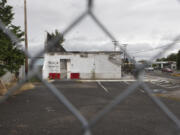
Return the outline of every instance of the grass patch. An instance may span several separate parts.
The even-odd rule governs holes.
[[[17,90],[13,95],[21,94],[24,91],[32,90],[35,86],[32,83],[25,83],[19,90]]]
[[[3,96],[4,94],[7,93],[7,91],[14,87],[17,84],[17,82],[11,82],[11,83],[7,83],[5,84],[6,88],[0,88],[0,96]],[[35,86],[31,83],[31,82],[27,82],[25,83],[20,89],[16,90],[13,95],[18,95],[24,91],[28,91],[28,90],[32,90],[34,89]]]
[[[174,73],[172,76],[180,77],[180,73]]]
[[[180,101],[179,97],[175,97],[172,95],[165,95],[165,94],[154,94],[154,95],[157,97],[167,98],[167,99],[174,100],[174,101]]]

------------------------------------------------------------

> Work required: Would you copy the records word for word, without any of their pictures?

> Answer to this task:
Return the outline of every instance of the grass patch. An instance may span several separate parts.
The even-odd rule governs holes.
[[[17,90],[13,95],[21,94],[24,91],[32,90],[35,86],[32,83],[25,83],[19,90]]]
[[[3,96],[4,94],[7,93],[7,91],[14,87],[17,84],[17,82],[11,82],[11,83],[7,83],[5,84],[6,88],[0,88],[0,96]],[[35,86],[31,83],[31,82],[27,82],[25,83],[20,89],[16,90],[13,95],[18,95],[24,91],[28,91],[28,90],[32,90],[34,89]]]
[[[174,73],[172,76],[180,77],[180,73]]]
[[[180,101],[179,97],[175,97],[172,95],[165,95],[165,94],[154,94],[154,95],[157,97],[167,98],[167,99],[174,100],[174,101]]]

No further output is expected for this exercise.